### [AIM OF THE EXERCISE]
In the listing below, put every line from the one containing "The scan above contains the white nike" through the one containing "[769,312,1045,719]", both included, into a JSON list of strings with one string per line and blank lines left out.

==== RECORDS SHOWN ====

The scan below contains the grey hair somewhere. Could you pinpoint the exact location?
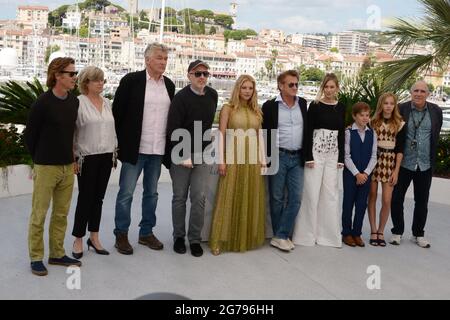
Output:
[78,66,105,94]
[410,80,430,93]
[144,42,169,57]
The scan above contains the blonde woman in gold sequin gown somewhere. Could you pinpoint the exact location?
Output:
[209,75,266,255]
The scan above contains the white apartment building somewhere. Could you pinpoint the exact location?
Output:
[342,55,368,77]
[314,54,344,72]
[0,29,33,65]
[286,33,328,51]
[259,29,286,43]
[227,39,246,54]
[233,52,259,77]
[62,6,81,29]
[17,6,49,30]
[172,51,236,79]
[443,68,450,87]
[89,12,128,37]
[328,31,369,55]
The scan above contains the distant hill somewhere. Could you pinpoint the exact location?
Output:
[48,0,126,27]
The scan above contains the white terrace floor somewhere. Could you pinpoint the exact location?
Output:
[0,176,450,300]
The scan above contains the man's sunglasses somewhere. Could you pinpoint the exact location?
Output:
[60,70,78,78]
[190,71,210,78]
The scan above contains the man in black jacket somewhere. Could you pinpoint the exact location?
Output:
[25,57,81,276]
[262,70,307,252]
[166,60,218,257]
[113,43,175,254]
[390,81,442,248]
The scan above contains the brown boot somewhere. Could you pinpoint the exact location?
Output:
[114,233,133,255]
[342,235,356,247]
[353,236,366,247]
[139,234,164,250]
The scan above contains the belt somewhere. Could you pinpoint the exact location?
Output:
[377,147,394,152]
[278,148,302,154]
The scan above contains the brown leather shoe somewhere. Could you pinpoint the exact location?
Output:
[114,233,133,255]
[139,234,164,250]
[353,236,366,247]
[342,236,356,247]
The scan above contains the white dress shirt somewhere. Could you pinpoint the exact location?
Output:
[139,72,170,155]
[74,95,117,157]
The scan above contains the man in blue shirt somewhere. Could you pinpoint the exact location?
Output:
[390,81,442,248]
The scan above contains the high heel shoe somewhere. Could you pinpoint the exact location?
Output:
[72,241,83,259]
[87,238,109,256]
[377,233,386,247]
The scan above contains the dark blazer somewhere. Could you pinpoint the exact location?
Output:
[399,101,442,170]
[262,97,308,165]
[112,70,175,165]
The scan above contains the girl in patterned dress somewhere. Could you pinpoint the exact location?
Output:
[368,93,405,247]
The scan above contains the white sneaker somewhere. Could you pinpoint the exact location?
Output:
[270,238,291,252]
[287,238,295,250]
[411,236,431,248]
[389,234,402,246]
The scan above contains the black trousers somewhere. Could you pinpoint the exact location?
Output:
[72,153,112,238]
[391,167,432,237]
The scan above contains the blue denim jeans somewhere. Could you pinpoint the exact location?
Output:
[114,154,163,237]
[269,151,304,239]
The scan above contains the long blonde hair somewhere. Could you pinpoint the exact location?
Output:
[314,73,339,103]
[371,92,403,133]
[228,74,262,121]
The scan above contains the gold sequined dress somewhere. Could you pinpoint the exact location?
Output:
[209,106,266,253]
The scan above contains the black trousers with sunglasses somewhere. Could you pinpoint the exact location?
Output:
[391,167,432,237]
[72,153,113,238]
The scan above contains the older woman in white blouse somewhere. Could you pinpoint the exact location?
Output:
[72,66,117,259]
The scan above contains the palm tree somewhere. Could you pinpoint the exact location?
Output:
[0,78,44,124]
[381,0,450,89]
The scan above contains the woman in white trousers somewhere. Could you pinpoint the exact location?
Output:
[292,74,345,247]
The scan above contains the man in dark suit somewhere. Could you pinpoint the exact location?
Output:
[262,70,307,252]
[113,43,175,254]
[390,81,442,248]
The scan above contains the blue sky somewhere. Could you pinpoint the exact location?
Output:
[0,0,424,34]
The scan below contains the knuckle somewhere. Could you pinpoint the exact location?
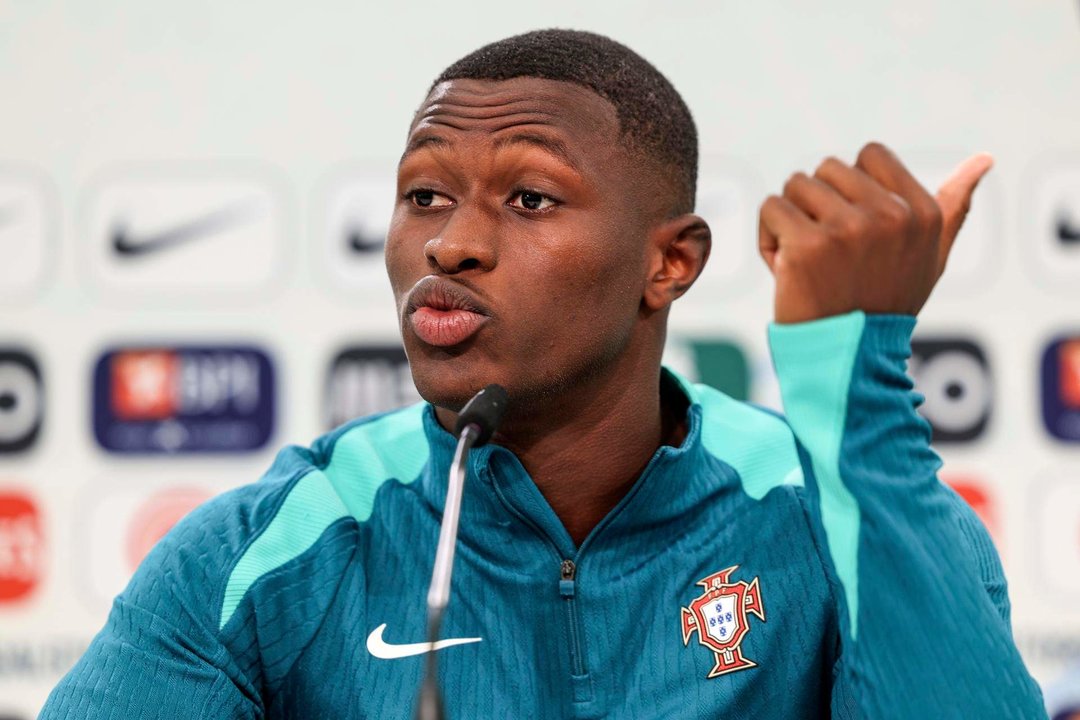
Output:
[814,155,843,177]
[832,212,869,240]
[784,172,807,196]
[859,140,886,158]
[877,198,914,228]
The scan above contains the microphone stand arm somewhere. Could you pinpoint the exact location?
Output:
[416,424,480,720]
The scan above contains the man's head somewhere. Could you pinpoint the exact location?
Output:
[387,30,710,418]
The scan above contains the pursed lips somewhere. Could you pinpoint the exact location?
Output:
[405,275,490,348]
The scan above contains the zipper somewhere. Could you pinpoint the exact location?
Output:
[483,467,603,690]
[558,559,586,676]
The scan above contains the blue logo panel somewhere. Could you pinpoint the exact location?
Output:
[1042,336,1080,443]
[93,345,275,454]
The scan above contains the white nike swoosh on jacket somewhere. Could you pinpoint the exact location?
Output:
[367,623,484,660]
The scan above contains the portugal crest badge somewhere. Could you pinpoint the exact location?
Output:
[683,565,765,678]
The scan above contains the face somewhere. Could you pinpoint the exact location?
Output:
[387,78,662,410]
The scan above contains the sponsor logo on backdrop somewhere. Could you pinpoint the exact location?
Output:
[1024,166,1080,291]
[1030,470,1080,602]
[93,345,275,453]
[83,167,283,302]
[314,168,397,299]
[0,489,45,604]
[325,345,420,427]
[0,630,90,683]
[73,477,214,612]
[942,474,1001,551]
[687,340,750,400]
[663,336,781,409]
[1041,336,1080,443]
[124,488,211,573]
[0,348,45,454]
[0,168,57,299]
[908,338,994,443]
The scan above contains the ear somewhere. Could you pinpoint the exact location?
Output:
[642,214,713,311]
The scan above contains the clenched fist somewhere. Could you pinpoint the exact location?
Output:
[758,142,994,323]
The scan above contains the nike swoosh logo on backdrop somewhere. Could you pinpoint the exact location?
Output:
[112,200,263,258]
[346,228,383,255]
[367,623,484,660]
[1057,213,1080,245]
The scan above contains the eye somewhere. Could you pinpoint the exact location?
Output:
[510,190,555,210]
[405,190,454,207]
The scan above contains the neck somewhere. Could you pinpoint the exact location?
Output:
[436,354,686,545]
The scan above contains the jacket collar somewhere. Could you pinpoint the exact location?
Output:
[419,368,723,558]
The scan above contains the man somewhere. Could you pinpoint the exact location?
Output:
[43,31,1042,718]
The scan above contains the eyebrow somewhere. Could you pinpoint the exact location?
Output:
[399,133,581,173]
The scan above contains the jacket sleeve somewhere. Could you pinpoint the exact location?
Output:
[769,312,1045,719]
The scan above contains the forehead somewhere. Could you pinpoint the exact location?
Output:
[409,78,619,161]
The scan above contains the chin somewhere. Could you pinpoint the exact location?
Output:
[409,354,507,412]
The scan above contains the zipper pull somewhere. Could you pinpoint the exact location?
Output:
[558,560,578,598]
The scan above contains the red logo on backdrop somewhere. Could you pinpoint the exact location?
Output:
[109,350,178,420]
[1057,340,1080,410]
[0,490,45,602]
[944,475,1000,544]
[124,488,211,572]
[681,565,765,678]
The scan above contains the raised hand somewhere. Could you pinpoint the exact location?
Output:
[758,142,994,323]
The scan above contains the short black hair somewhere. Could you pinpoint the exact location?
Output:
[429,29,698,214]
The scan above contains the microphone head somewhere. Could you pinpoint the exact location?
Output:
[454,383,510,448]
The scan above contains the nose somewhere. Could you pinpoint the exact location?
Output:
[423,208,496,275]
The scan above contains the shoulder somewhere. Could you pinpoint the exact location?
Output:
[675,376,804,500]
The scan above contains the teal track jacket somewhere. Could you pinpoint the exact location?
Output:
[41,312,1045,720]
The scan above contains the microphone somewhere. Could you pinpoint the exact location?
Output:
[416,383,510,720]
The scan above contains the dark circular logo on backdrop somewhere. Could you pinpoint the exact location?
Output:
[910,338,994,443]
[0,349,44,453]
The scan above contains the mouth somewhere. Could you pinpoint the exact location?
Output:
[405,275,490,348]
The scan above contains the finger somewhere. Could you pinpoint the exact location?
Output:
[784,173,851,222]
[855,142,934,212]
[935,152,994,255]
[813,158,889,205]
[757,215,780,273]
[761,195,816,245]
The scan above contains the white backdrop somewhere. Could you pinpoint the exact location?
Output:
[0,0,1080,718]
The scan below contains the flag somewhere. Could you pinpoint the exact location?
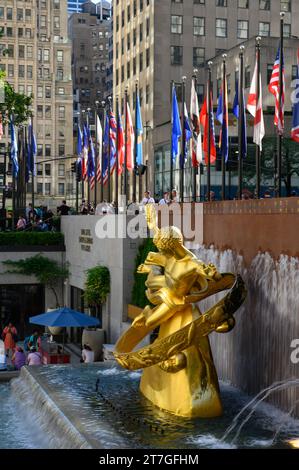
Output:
[180,103,192,169]
[216,78,229,162]
[136,94,143,165]
[27,118,37,176]
[200,92,216,164]
[0,114,4,140]
[82,124,88,180]
[190,80,202,168]
[269,46,285,135]
[233,80,247,158]
[109,110,117,175]
[9,116,19,177]
[171,85,182,161]
[291,49,299,143]
[126,103,135,171]
[102,113,110,184]
[117,109,125,174]
[96,115,103,182]
[87,126,95,183]
[247,58,265,150]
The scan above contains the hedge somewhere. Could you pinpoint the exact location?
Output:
[0,232,64,246]
[132,238,158,308]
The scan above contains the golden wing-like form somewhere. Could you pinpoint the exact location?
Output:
[145,204,159,233]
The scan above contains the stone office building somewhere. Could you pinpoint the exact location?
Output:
[0,0,73,206]
[113,0,299,198]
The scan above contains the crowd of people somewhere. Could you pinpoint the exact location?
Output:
[0,322,42,370]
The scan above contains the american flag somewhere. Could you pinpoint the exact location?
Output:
[269,46,285,135]
[291,49,299,142]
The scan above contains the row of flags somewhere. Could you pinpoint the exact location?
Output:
[171,42,299,168]
[77,96,143,185]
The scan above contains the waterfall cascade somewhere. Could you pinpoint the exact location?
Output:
[194,246,299,417]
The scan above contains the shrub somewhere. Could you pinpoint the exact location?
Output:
[132,238,158,308]
[0,232,64,246]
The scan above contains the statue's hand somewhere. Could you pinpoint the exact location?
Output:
[137,264,151,274]
[132,313,146,328]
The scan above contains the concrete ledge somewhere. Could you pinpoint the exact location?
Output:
[0,370,20,382]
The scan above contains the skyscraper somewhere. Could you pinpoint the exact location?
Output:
[67,0,85,13]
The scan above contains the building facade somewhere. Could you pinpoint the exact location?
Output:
[68,2,111,129]
[113,0,299,200]
[0,0,73,207]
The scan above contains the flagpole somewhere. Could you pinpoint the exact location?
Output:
[238,46,245,199]
[275,12,285,197]
[255,36,262,199]
[133,80,138,202]
[180,76,187,202]
[124,88,128,209]
[170,80,174,200]
[221,54,228,201]
[191,69,200,202]
[86,108,91,207]
[207,61,213,201]
[94,101,99,209]
[115,96,120,214]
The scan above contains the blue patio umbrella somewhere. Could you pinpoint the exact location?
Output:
[29,307,100,327]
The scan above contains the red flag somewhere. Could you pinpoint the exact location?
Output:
[200,92,217,165]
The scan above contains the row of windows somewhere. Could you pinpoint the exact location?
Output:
[0,7,31,21]
[0,26,32,39]
[171,0,292,11]
[116,48,150,86]
[171,15,291,38]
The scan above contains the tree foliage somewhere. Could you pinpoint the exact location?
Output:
[84,266,110,307]
[132,238,157,308]
[2,254,69,307]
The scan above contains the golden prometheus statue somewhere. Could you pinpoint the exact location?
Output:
[114,205,246,418]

====

### [RESPONSE BELOW]
[
  "The scan above contains the white nike swoosh on jacket somewhere. Could you pinpoint the exact location?",
  "Output:",
  "[367,623,484,660]",
  "The scan above contains the portugal crest badge somewhere. Could you pinpoint the exact location?",
  "Output:",
  "[683,565,765,678]",
  "The scan above contains the face somewhere. Could you pinpoint the exact location?",
  "Output:",
  "[387,78,662,410]",
  "The scan above contains the sponsor logo on backdrop somewhere. Could you pinpoint the exact location?",
  "Output:",
  "[1024,166,1080,291]",
  "[1030,470,1080,602]",
  "[93,345,275,453]",
  "[83,167,283,302]",
  "[314,168,397,299]",
  "[0,489,45,604]",
  "[325,345,420,427]",
  "[0,630,90,683]",
  "[73,477,214,612]",
  "[942,474,1001,551]",
  "[687,340,750,400]",
  "[663,336,781,409]",
  "[1041,336,1080,443]",
  "[124,488,211,573]",
  "[0,348,45,454]",
  "[0,168,57,299]",
  "[908,338,994,443]",
  "The scan above contains the ear somewhere. Could you pinpoint the exact location?",
  "Output:",
  "[642,214,713,311]",
  "The scan above contains the clenched fist somewhere. Could you pinpoint the exact location?",
  "Output:",
  "[758,142,994,323]",
  "The scan above contains the nike swoosh logo on backdrop somewhere. Could you pinpoint the exact location?",
  "Output:",
  "[112,200,263,258]",
  "[346,228,383,255]",
  "[367,623,484,660]",
  "[1057,213,1080,245]",
  "The scan above contains the eye somewhere. Could you pinpoint the exact location?",
  "Output:",
  "[510,190,555,210]",
  "[405,190,454,207]",
  "The scan above contains the neck somewhere. Could you pinpoint the exact location?",
  "Output:",
  "[436,354,686,545]",
  "The scan above contains the jacket collar somewhere. Could you pinpoint the exact location?",
  "Output:",
  "[419,368,723,558]",
  "The scan above contains the man somewhere. Could you pinpoint the exact location?",
  "Output:",
  "[43,31,1042,718]",
  "The scan above contains the eyebrow somewhere. Could you pinpoint the exact location?",
  "Output:",
  "[399,133,581,173]",
  "The scan above contains the jacket sleeve somewhere. Could you pinpoint the exact location?",
  "Output:",
  "[769,312,1045,719]"
]